What the exercise asks -
Set down a faithful copy of every record, and skip the pictures in it.

Image-grounded pointing data -
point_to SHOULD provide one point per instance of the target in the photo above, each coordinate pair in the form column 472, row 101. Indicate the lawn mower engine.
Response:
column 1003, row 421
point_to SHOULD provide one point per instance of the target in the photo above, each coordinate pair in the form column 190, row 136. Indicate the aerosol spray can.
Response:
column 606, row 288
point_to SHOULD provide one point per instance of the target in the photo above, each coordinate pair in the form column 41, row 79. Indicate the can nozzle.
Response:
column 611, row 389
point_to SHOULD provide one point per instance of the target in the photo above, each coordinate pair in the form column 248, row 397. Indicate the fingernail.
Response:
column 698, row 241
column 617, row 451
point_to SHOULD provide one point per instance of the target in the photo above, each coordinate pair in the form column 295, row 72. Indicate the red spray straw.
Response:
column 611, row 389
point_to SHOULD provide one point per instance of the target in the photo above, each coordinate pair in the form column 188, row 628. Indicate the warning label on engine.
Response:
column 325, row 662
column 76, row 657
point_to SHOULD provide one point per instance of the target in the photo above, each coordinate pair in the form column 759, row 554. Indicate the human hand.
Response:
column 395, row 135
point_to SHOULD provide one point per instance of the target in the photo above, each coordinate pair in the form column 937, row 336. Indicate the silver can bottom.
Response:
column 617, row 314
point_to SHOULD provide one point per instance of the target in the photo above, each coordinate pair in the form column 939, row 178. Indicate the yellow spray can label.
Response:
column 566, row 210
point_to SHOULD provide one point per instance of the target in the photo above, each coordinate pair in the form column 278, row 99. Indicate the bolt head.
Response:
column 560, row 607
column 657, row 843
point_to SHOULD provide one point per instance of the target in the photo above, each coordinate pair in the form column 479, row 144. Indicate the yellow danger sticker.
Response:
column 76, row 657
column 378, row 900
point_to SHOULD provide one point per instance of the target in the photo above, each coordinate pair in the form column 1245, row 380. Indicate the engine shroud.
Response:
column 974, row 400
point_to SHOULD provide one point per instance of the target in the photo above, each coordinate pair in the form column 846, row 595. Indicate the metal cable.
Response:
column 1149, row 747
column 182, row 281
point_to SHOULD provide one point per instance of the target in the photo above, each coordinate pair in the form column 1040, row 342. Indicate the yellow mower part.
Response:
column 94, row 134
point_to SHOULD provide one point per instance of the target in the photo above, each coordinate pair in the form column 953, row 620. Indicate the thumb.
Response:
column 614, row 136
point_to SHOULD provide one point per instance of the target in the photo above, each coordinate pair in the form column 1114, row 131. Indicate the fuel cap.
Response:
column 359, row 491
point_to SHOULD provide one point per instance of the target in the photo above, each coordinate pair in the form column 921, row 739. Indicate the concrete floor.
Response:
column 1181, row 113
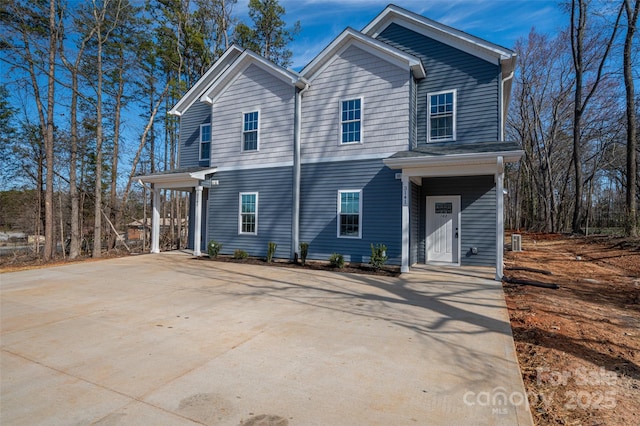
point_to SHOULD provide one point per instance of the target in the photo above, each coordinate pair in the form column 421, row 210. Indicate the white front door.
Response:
column 443, row 229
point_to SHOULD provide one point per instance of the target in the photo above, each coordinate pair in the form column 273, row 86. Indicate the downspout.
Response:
column 502, row 115
column 297, row 132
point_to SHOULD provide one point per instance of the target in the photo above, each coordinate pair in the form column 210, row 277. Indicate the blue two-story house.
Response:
column 393, row 134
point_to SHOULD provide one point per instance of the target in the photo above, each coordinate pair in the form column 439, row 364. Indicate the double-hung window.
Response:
column 248, row 213
column 351, row 121
column 205, row 142
column 442, row 116
column 250, row 131
column 350, row 213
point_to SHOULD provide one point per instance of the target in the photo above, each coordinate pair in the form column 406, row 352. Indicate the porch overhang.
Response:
column 415, row 164
column 178, row 179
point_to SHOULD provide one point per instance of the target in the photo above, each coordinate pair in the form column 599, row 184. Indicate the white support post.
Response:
column 155, row 221
column 499, row 218
column 198, row 225
column 406, row 202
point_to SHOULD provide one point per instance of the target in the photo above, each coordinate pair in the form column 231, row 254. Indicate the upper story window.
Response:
column 248, row 213
column 351, row 121
column 250, row 131
column 350, row 214
column 205, row 142
column 442, row 116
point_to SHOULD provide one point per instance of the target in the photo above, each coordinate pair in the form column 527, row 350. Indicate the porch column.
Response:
column 155, row 221
column 198, row 224
column 499, row 217
column 406, row 201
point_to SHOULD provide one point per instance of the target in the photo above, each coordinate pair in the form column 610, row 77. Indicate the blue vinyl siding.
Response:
column 273, row 186
column 189, row 138
column 383, row 88
column 414, row 226
column 478, row 206
column 476, row 81
column 381, row 209
column 266, row 102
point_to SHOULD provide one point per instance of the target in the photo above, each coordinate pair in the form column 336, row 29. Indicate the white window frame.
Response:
column 240, row 232
column 200, row 158
column 361, row 99
column 455, row 115
column 338, row 216
column 243, row 131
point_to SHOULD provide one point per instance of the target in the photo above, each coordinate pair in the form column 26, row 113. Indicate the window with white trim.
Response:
column 351, row 121
column 250, row 126
column 205, row 142
column 350, row 213
column 248, row 213
column 442, row 116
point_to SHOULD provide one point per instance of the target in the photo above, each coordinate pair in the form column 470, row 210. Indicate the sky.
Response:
column 501, row 22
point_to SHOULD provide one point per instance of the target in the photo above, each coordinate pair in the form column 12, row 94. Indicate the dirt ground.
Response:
column 578, row 345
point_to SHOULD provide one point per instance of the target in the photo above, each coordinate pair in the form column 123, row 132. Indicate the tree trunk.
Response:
column 631, row 222
column 577, row 39
column 97, row 224
column 113, row 200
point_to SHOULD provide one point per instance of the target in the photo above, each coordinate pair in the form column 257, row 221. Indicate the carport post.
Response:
column 499, row 217
column 198, row 217
column 155, row 221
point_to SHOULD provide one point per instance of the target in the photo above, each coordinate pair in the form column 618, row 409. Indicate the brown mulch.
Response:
column 578, row 346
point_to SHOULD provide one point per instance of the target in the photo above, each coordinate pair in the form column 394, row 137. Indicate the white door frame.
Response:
column 456, row 234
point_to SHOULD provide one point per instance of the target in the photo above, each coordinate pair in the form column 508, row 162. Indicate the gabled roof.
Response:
column 246, row 59
column 350, row 37
column 466, row 42
column 227, row 58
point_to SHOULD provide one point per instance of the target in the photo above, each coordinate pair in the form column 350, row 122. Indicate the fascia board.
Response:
column 458, row 39
column 350, row 37
column 239, row 66
column 206, row 80
column 454, row 159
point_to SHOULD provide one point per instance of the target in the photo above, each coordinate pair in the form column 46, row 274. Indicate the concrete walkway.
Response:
column 169, row 340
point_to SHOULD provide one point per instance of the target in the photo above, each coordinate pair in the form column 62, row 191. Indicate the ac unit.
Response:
column 516, row 242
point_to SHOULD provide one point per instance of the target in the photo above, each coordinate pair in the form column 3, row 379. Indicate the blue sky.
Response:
column 498, row 21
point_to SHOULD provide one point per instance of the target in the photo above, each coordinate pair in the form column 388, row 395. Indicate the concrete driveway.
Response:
column 169, row 340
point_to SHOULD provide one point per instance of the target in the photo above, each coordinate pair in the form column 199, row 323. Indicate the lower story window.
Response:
column 350, row 213
column 248, row 220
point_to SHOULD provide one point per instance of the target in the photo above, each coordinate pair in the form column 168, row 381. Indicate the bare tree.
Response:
column 103, row 30
column 631, row 222
column 582, row 65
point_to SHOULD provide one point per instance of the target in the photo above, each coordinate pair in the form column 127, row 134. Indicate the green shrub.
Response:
column 304, row 251
column 240, row 254
column 271, row 250
column 213, row 248
column 378, row 256
column 336, row 260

Task result -
point_to SHOULD provide one point per instance of the target in the photo above, each coordinate pair in the form column 472, row 101. Indicate the lawn mower engine.
Response:
column 1003, row 421
point_to SHOULD provide one point per instance of the target in the photo above, each coordinate pair in the form column 190, row 136. Indicate the aerosol spray can.
Response:
column 606, row 288
point_to SHOULD provide one point per instance of the target in the photo above, each coordinate pair in the form column 41, row 79. Indicate the can nozzle.
Response:
column 611, row 389
point_to SHOULD provide one point per instance of the target in the photo above, each coordinate pair in the form column 248, row 397. Indicate the fingernail.
Response:
column 698, row 241
column 617, row 451
point_to SHOULD provide one point per instance of the target in the photo above, each coordinate pair in the form column 295, row 72. Indicate the red spray straw.
Response:
column 611, row 389
point_to SHOULD provide one point per instance of the target in the photo above, each coordinate pair in the form column 188, row 628. Indicate the warning label on engine.
Response:
column 325, row 662
column 76, row 657
point_to SHOULD provide one point per instance of the target in the photo above, each coordinate pair in the form column 759, row 554. Indicate the human hand.
Response:
column 395, row 135
point_to SHOULD provide one point per instance of the target in the photo above, each coordinate pair in the form column 937, row 336. Indicate the silver can bottom.
Response:
column 617, row 314
point_to SHOULD provide one point per instance of the target in the photo above, each coordinate pair in the form column 939, row 178. Indicate the yellow spray can label.
Response:
column 566, row 210
point_to SHOULD provide one point per instance of the target in the photo above, each coordinate pair in the form column 278, row 99. Indicate the bolt head.
Response:
column 560, row 607
column 657, row 843
point_to SHOULD provide one point per instance of the target in the photo above, each coordinate pair in the form column 479, row 144. Indicate the yellow danger sticker.
Response:
column 76, row 657
column 378, row 900
point_to SHOULD provide one point per instance of the target in the photo above, each coordinate pair in the form column 1245, row 380. Indicate the engine shroud.
Response:
column 974, row 400
point_to SHOULD provide one point per instance of the target in the photo above, each coordinate pair in the form column 846, row 595. Indicate the metal cable.
Response:
column 1149, row 747
column 182, row 281
point_to SHOULD provide one point per instance of the target in the photo above, each coordinate pair in the form column 1040, row 342. Indicate the yellow mower part.
Response:
column 94, row 134
point_to SHOULD provide one point per instance of the target in the photo above, each coordinate pair in the form column 953, row 620. Indicate the thumb.
Response:
column 614, row 136
point_to SHOULD provide one point per instance of the target in the photo above, each coordinate pair in the form column 1114, row 131. Indicate the fuel cap.
Response:
column 359, row 491
point_to SHOULD provide one point per instance of the target in the photo above, each coordinate pair in the form column 921, row 739. Indicate the concrete floor.
Response:
column 1181, row 113
point_to SHOULD provide one point per instance of the target in the photo above, each coordinate pair in the form column 421, row 210. Indicate the white front door.
Response:
column 443, row 229
point_to SHOULD provide one point per instance of the target in the photo above, each coordinate pair in the form column 273, row 86. Indicate the downspout.
Response:
column 502, row 115
column 297, row 132
point_to SHOULD provide one point per instance of the target in the photo above, each coordinate pair in the form column 210, row 277. Indicate the blue two-story house.
Response:
column 393, row 134
point_to SHOULD provide one point per instance of the target in the photo above, each coordinate pair in the form column 439, row 364. Indicate the double-hung window.
Response:
column 248, row 213
column 351, row 121
column 205, row 142
column 442, row 116
column 250, row 131
column 350, row 213
point_to SHOULD provide one point per instance of the target in the photo above, each coordinate pair in the form column 406, row 352. Indicate the porch overhang.
Response:
column 415, row 164
column 178, row 179
point_to SHOULD provide one point per instance of the target in the photo above, each coordinate pair in the form column 599, row 184. Indicate the white support post.
Response:
column 155, row 221
column 499, row 218
column 198, row 225
column 406, row 202
point_to SHOULD provide one point per instance of the target in the photo above, each coordinate pair in the form column 231, row 254. Indicate the upper story window.
Response:
column 248, row 213
column 351, row 121
column 250, row 131
column 350, row 214
column 205, row 142
column 442, row 116
point_to SHOULD provide one point per instance of the target in the photo above, each coordinate pair in the form column 527, row 350. Indicate the porch column.
Response:
column 155, row 221
column 198, row 224
column 499, row 217
column 406, row 201
point_to SHOULD provide one point per instance of the target in the photo above, each coordinate pair in the form column 610, row 77. Indicate the blue vinyl siding.
Response:
column 273, row 186
column 189, row 138
column 383, row 88
column 414, row 226
column 478, row 206
column 476, row 81
column 381, row 209
column 266, row 102
point_to SHOULD provide one point per instance of the target in the photo above, each coordinate pair in the form column 336, row 29. Indicate the white window frame.
Response:
column 240, row 232
column 200, row 158
column 361, row 99
column 455, row 115
column 338, row 216
column 243, row 131
point_to SHOULD provide one point per instance of the target in the photo above, each coordinate pair in the form column 26, row 113. Indicate the window with white trim.
Response:
column 351, row 121
column 250, row 126
column 205, row 142
column 350, row 213
column 248, row 213
column 442, row 116
point_to SHOULD provide one point per instance of the target in the photo above, each coordinate pair in the form column 470, row 210. Indicate the sky.
Response:
column 501, row 22
point_to SHOULD provide one point per instance of the target in the photo above, each coordinate pair in the form column 12, row 94. Indicate the dirt ground.
Response:
column 578, row 345
point_to SHOULD provide one point per instance of the target in the photo above, each coordinate pair in the form column 123, row 132. Indicate the tree trunk.
Response:
column 631, row 222
column 577, row 39
column 97, row 224
column 113, row 200
point_to SHOULD provide one point per instance of the target in the photo above, each coordinate pair in the form column 257, row 221. Indicate the carport post.
Response:
column 499, row 217
column 198, row 217
column 155, row 221
point_to SHOULD provide one point per instance of the target in the photo above, each coordinate pair in the form column 618, row 409. Indicate the brown mulch.
Response:
column 578, row 346
point_to SHOULD provide one point per instance of the target in the photo above, each coordinate pair in the form column 394, row 137. Indicate the white door frame.
Response:
column 456, row 234
point_to SHOULD provide one point per instance of the target in the photo above, each coordinate pair in the form column 508, row 162. Indicate the gabled roof.
Response:
column 246, row 59
column 350, row 37
column 466, row 42
column 227, row 58
point_to SHOULD provide one point per instance of the target in the photo above, each coordinate pair in the form column 350, row 122. Indicate the fascia board.
Response:
column 458, row 39
column 350, row 37
column 239, row 66
column 206, row 80
column 454, row 159
point_to SHOULD provide one point per instance of the target in the photo above, each coordinate pair in the form column 46, row 274. Indicate the concrete walkway.
Response:
column 169, row 340
point_to SHOULD provide one point per instance of the target in the photo above, each coordinate pair in the form column 62, row 191. Indicate the ac unit.
Response:
column 516, row 242
point_to SHOULD provide one point per instance of the target in the photo above, each coordinate pair in the form column 3, row 379. Indicate the blue sky.
Response:
column 498, row 21
point_to SHOULD provide one point per instance of the target in the photo above, each coordinate pair in the form column 388, row 395. Indicate the concrete driveway.
Response:
column 169, row 340
point_to SHOULD provide one point per instance of the target in the photo above, each coordinate pair in the form column 199, row 323. Indicate the lower story window.
Response:
column 350, row 213
column 248, row 220
point_to SHOULD provide one point per instance of the target in the photo above, each coordinate pair in the form column 168, row 381. Indicate the bare tree.
Response:
column 103, row 30
column 631, row 222
column 582, row 65
point_to SHOULD provide one point per instance of the target in the photo above, each coordinate pair in the form column 127, row 134. Indicate the green shrub.
Response:
column 304, row 251
column 240, row 254
column 271, row 250
column 213, row 248
column 378, row 256
column 336, row 260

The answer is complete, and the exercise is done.